**Directions**. Can you rewrite these entries so that every "Could you identify" becomes "Can you find", with nothing else changed?

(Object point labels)
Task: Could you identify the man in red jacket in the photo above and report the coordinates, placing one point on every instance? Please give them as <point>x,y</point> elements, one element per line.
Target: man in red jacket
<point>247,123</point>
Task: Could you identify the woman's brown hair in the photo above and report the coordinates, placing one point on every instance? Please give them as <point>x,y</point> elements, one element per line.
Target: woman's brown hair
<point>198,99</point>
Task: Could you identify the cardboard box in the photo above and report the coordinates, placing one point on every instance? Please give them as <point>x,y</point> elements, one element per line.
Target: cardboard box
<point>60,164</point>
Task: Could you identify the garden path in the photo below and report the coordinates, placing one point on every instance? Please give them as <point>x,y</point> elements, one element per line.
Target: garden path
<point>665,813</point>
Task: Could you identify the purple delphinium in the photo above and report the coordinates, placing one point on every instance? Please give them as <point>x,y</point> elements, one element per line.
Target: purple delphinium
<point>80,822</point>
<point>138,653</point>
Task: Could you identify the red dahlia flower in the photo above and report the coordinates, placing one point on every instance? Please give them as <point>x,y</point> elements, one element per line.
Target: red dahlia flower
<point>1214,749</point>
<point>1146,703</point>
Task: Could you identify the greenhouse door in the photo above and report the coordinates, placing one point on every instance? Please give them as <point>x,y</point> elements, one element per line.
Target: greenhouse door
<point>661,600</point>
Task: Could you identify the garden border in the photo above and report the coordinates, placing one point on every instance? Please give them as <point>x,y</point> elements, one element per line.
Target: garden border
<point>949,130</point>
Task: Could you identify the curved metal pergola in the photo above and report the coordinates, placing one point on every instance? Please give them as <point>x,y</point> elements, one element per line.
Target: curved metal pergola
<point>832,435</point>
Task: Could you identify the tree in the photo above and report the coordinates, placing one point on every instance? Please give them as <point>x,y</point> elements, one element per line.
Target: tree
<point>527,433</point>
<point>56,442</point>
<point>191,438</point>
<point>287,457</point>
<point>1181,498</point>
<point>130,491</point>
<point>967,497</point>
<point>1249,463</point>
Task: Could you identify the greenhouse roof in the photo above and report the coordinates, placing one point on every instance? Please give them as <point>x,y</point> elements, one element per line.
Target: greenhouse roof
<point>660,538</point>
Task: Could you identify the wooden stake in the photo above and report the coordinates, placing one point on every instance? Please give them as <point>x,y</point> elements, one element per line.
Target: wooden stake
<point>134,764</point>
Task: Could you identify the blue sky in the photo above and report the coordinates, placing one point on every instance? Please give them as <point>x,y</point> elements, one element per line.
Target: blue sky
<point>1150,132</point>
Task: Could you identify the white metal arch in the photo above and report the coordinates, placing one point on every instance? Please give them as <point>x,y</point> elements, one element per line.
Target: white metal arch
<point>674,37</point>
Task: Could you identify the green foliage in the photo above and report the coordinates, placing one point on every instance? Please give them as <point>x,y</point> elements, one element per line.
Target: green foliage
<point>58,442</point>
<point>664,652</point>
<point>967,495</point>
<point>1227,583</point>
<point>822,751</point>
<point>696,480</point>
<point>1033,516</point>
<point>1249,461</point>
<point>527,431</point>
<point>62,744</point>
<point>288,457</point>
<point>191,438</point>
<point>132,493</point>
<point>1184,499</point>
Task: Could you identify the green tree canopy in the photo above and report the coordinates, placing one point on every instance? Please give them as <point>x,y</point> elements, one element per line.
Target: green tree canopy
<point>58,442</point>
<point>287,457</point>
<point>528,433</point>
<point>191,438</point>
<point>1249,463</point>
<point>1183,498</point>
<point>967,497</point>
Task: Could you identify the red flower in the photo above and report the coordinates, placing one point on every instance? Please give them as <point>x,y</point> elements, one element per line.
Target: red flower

**Result of this task**.
Task: Can you find the man in red jacket in the photo above and report the coordinates, placing one point on every instance? Please give them as <point>x,y</point> elements, one element per line.
Target: man in red jacket
<point>247,123</point>
Task: Can you find the woman's brown hair in the photo above and report the coordinates, placing one point on every instance? Please give them as <point>x,y</point> elements, one element per line.
Target: woman's brown hair
<point>198,99</point>
Task: Can you find the cardboard box in the photo above and report the coordinates, placing one point on every instance? Please give them as <point>x,y</point> elements, one element per line.
Target: cardboard box
<point>60,164</point>
Task: Can you find the garden path in the photo below and report the coordinates, placing one point on every instance? Please give them as <point>x,y</point> elements, one element per line.
Target: garden path
<point>665,813</point>
Task: Can you find the purple delphinium in the photo above and report the coordinates, placing one point on every instance? Please give them as <point>x,y</point> elements, one element per line.
Target: purple delphinium
<point>80,822</point>
<point>138,653</point>
Task: Can you find the red dahlia flower in the photo above and report the coordinates, placing one point on every instance? Please give them as <point>x,y</point> elements, one element per line.
Target: red dahlia flower
<point>1214,749</point>
<point>1146,703</point>
Task: Can you find the greenhouse door in the photo above and report the coordinates, placing one point on every instance? Please give them as <point>x,y</point> elements, one element per line.
Target: greenhouse door
<point>661,600</point>
Task: Can you find the garden border in the photo above and report the coordinates, placing one point on every instance? Please give them as <point>x,y</point> elements, one element per line.
Target: garden border
<point>949,130</point>
Task: Can you find the curved metal pergola in the photo above and report the coordinates, placing one point on every instance? Please give them as <point>x,y</point> elements, one element per line.
Target: curved metal pergola
<point>832,435</point>
Task: Can you find the tree in the photo above and report the coordinates, placing one point on every instance? Please give them as <point>x,y</point> elements, one element per line.
Target: tree
<point>527,433</point>
<point>56,442</point>
<point>191,438</point>
<point>287,457</point>
<point>1181,498</point>
<point>130,491</point>
<point>967,497</point>
<point>1249,463</point>
Task: Can you find the greenhouse roof in the photo above and report the coordinates, placing one point on every instance? Please give them as <point>x,y</point> elements, one element per line.
Target: greenhouse roof
<point>660,538</point>
Task: Can you find the wooden stake in the photo above and report the coordinates, placing one point on every instance? Please give them as <point>x,y</point> elements, one element per line.
Target: wooden stake
<point>134,764</point>
Task: Can you find the blue sky in the photo above and report the coordinates, placing one point on every instance? Please give them as <point>x,y</point> elements, one element per line.
Target: blue sky
<point>1150,132</point>
Task: Can you find the white metal arch in the photo above and report the coordinates, placing one point on every instance? Please give them as <point>x,y</point> elements, one element per line.
Target: white metal arch
<point>674,37</point>
Task: Can you find the green foliage in the photo above and report the coordinates, placing one point on every instance? Please give them as <point>x,y</point> elements, one element per line.
Target: green foliage
<point>58,442</point>
<point>664,652</point>
<point>967,495</point>
<point>1227,583</point>
<point>822,751</point>
<point>696,480</point>
<point>1033,516</point>
<point>1249,461</point>
<point>527,431</point>
<point>62,744</point>
<point>288,457</point>
<point>191,438</point>
<point>132,493</point>
<point>1184,499</point>
Task: Can you find the green tree canopy in the photo above and report the coordinates, placing one point on every instance? Please give them as <point>x,y</point> elements, one element per line.
Target: green tree canopy
<point>58,442</point>
<point>287,457</point>
<point>528,433</point>
<point>191,438</point>
<point>1249,463</point>
<point>1183,498</point>
<point>967,497</point>
Task: Can you find the red flower in the photo above and report the coordinates, placing one point on every instance? Please give them as <point>x,y</point> elements, one element per line.
Target: red flower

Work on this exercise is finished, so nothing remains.